Le Coin des tendances du 8 octobre 2016 – Education – les Français grognons
Les Français boudeurs à tort ou à raison
De sondage en sondage, les Français expriment leur pessimisme, leur rejet de la mondialisation et du capitalisme. Si tout va mal, c’est bien connu c’est la faute à Voltaire et à Rousseau mais surtout aux responsables politiques. D’année en année, la défiance qui est une tradition nationale tend à s’accroître. La France compte 66 millions de sélectionneurs de l’équipe de football et de Présidents de la République mais peu souhaitent réellement occuper les postes concernés. Nous sommes 66 millions de commentateurs, de spectateurs plus ou moins engagés pour reprendre Raymond Aron.
Quelques raisons légitimes d’insatisfaction
Le premier mal qui ronge la France, c’est son chômage et en particulier celui des jeunes. Ce sous-emploi concerne essentiellement les non-diplômés traduisant un problème de formation. À la différence des pays d’Europe du Nord, la France compte un plus grand nombre de jeunes de 15 à 25 ans du fait d’un taux de fécondité qui est resté plus élevé.
****************************************
### EXERCICES
[a] Recopiez le passage de l'article qui va de « Quelques raisons légitimes » jusqu'à « resté plus élevé. ».
[b] D'après l'article, répondez par oui ou par non à chaque affirmation, en citant les mots qui le montrent : (i) la défiance des Français diminue d'année en année ; (ii) le sous-emploi touche surtout les non-diplômés ; (iii) la France compte moins de jeunes de 15 à 25 ans que les pays d'Europe du Nord.
On peut se passer du matériel fourni.

### MATÉRIEL FOURNI
****************************************
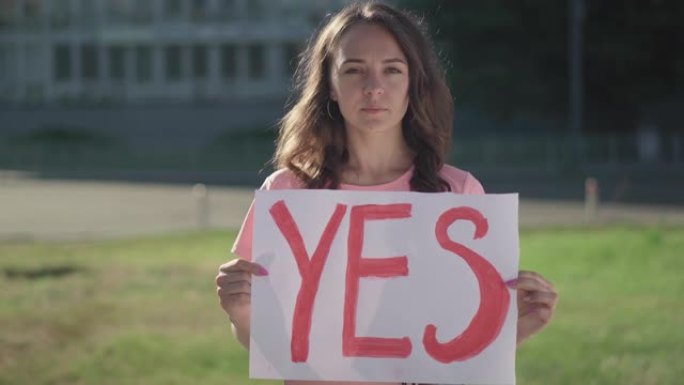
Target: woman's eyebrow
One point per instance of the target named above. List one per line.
(390, 60)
****************************************
### CORRIGÉ
[a]
Quelques raisons légitimes d’insatisfaction
Le premier mal qui ronge la France, c’est son chômage et en particulier celui des jeunes. Ce sous-emploi concerne essentiellement les non-diplômés traduisant un problème de formation. À la différence des pays d’Europe du Nord, la France compte un plus grand nombre de jeunes de 15 à 25 ans du fait d’un taux de fécondité qui est resté plus élevé.

[b]
(i) Non : « D’année en année, la défiance qui est une tradition nationale tend à s’accroître. »
(ii) Oui : « Ce sous-emploi concerne essentiellement les non-diplômés »
(iii) Non : « À la différence des pays d’Europe du Nord, la France compte un plus grand nombre de jeunes de 15 à 25 ans »